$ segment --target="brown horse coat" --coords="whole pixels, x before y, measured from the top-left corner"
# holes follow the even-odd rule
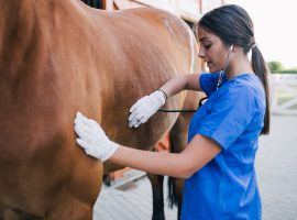
[[[177,114],[156,113],[135,130],[129,108],[195,70],[195,38],[184,22],[148,8],[0,0],[0,219],[91,219],[102,164],[76,145],[75,112],[116,142],[153,147]]]

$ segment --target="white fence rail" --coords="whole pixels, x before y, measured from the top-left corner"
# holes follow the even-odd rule
[[[270,77],[272,113],[297,116],[297,74]]]

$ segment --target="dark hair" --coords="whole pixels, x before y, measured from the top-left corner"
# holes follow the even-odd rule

+---+

### [STATED PROBLEM]
Can you write out every line of the records above again, requests included, shifting each polygon coordinate by adding 74 to every x and y value, and leaving the pictures out?

### [FINAL ANSWER]
$ segment --target="brown horse coat" --coords="whole pixels, x before y, measured from the top-left corner"
# holes follow the even-odd rule
[[[251,188],[230,187],[209,204],[203,182],[269,144],[269,112],[258,96],[222,82],[74,74],[74,293],[165,293],[176,238],[150,219],[149,186],[190,216],[227,221]]]

$ segment --target="white fence rail" --coords="whole pixels, x before y, measured from the top-left corner"
# holes follow the even-odd rule
[[[344,151],[346,187],[371,190],[371,148]]]

$ segment --target="dark hair" --coords="whole pixels, x before y, measured from the top-left corner"
# holes follow the even-odd rule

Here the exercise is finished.